##### Data for the task #####

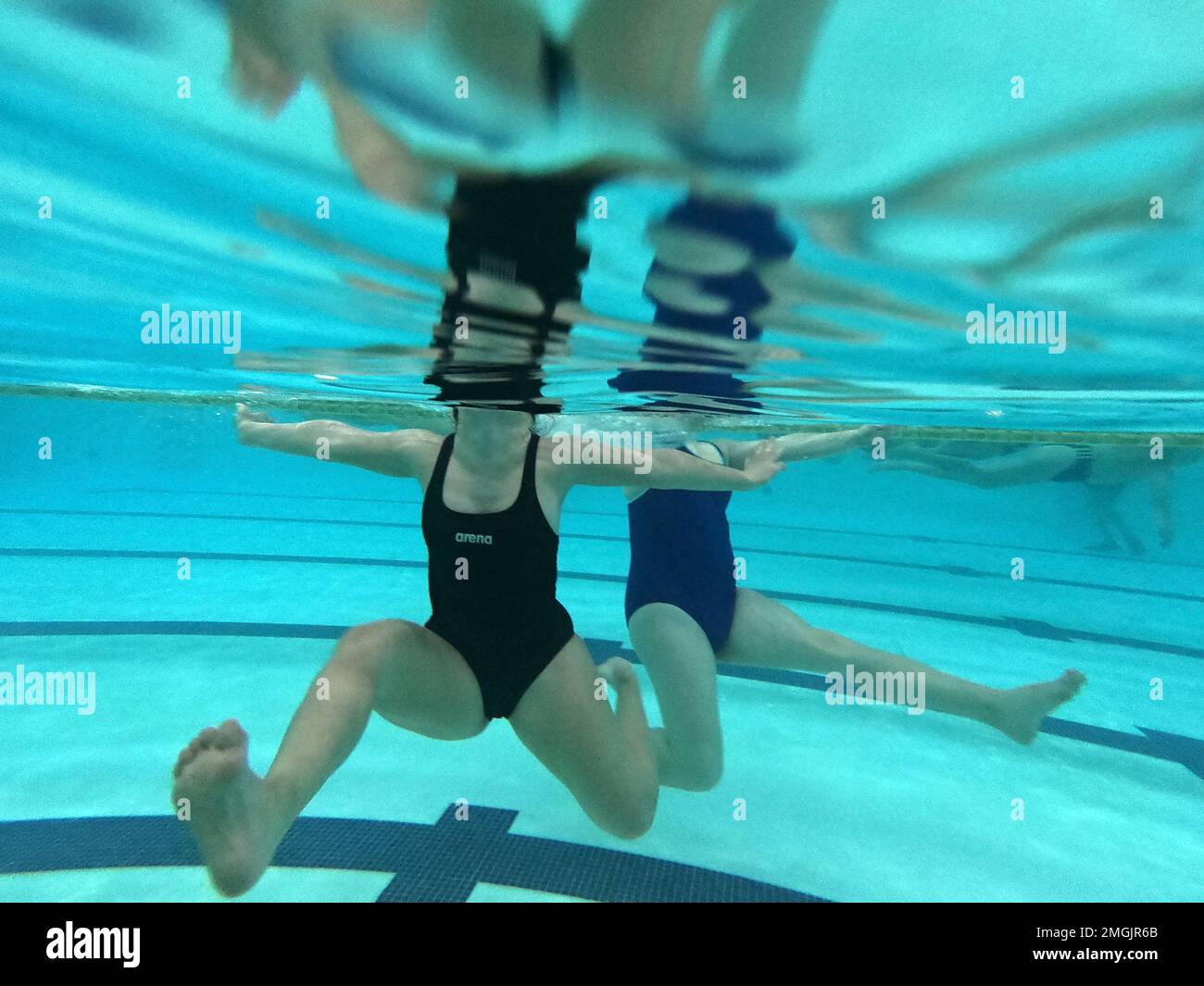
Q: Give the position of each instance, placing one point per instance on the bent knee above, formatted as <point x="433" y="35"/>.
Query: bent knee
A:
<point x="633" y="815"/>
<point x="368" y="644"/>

#####
##### Data for the task #####

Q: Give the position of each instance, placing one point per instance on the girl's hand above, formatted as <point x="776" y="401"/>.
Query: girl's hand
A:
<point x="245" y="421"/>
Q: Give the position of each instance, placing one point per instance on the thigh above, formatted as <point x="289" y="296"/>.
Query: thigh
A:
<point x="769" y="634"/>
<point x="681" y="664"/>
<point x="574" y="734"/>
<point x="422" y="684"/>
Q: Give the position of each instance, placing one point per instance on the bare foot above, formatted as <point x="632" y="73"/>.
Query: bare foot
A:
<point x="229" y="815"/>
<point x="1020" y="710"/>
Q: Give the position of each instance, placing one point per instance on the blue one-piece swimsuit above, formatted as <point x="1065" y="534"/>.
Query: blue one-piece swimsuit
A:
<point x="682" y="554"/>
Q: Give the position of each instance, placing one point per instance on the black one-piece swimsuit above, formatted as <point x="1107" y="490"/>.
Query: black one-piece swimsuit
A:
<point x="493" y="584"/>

#####

▸ **Task brief**: Pull out each line of the items above that contains the string "knee". Case counts.

▸ **Result of this task**:
Q: Give the position of each instance, placing one point per instance on the bent knee above, formatted as <point x="433" y="35"/>.
Query: bent knee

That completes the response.